Stored items from a collection
______________________________
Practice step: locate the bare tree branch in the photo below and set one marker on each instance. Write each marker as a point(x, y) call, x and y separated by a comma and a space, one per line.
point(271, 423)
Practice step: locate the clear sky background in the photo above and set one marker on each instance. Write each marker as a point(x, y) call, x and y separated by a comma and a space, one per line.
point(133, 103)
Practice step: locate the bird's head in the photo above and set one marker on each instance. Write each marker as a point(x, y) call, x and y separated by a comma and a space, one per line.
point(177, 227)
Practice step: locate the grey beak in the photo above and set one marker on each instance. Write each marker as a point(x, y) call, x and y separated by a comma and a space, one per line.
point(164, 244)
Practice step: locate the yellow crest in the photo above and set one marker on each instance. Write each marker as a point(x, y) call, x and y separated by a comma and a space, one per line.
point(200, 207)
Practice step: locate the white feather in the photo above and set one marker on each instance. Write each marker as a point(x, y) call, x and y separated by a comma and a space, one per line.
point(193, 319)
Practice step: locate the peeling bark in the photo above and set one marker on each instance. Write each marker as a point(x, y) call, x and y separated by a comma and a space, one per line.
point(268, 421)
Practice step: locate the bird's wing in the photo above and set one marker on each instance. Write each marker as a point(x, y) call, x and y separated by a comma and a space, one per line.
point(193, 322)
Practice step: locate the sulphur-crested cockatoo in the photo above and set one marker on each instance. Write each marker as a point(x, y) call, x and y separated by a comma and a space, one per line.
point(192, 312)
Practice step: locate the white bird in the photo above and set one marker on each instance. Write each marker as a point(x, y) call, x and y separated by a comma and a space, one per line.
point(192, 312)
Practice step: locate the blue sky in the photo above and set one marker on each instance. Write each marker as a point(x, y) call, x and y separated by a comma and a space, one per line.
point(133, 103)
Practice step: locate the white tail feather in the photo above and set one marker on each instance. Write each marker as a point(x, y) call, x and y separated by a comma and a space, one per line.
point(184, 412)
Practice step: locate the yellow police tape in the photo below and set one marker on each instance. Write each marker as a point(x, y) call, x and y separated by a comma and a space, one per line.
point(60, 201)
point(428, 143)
______________________________
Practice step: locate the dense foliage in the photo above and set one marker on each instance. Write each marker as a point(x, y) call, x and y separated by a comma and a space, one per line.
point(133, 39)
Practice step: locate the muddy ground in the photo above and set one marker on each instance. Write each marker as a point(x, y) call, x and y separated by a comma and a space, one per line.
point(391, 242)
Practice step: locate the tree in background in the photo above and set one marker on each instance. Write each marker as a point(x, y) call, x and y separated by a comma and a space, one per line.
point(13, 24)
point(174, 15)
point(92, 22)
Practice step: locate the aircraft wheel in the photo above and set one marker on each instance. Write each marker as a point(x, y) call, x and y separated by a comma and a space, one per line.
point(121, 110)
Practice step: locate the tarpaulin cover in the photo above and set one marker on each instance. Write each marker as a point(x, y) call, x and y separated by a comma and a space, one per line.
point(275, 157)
______________________________
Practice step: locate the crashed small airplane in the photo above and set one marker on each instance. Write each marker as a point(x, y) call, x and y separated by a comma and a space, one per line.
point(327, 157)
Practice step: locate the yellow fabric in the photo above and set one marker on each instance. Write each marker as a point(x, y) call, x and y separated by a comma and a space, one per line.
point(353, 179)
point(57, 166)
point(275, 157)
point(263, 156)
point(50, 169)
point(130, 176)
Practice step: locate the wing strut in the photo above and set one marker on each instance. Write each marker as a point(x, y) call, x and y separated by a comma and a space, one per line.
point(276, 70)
______________________________
Quote the lines of the entries word for word, starting with the line containing "Practice step: locate the yellow police" and ending with the line containing "point(428, 143)", both included.

OUTPUT FOR THIS EXERCISE =>
Practice step: locate the yellow police tape in the photo below and set one marker on each instance. Write each marker as a point(x, y) call, x and y separated by a comma and a space, one per line.
point(60, 201)
point(428, 143)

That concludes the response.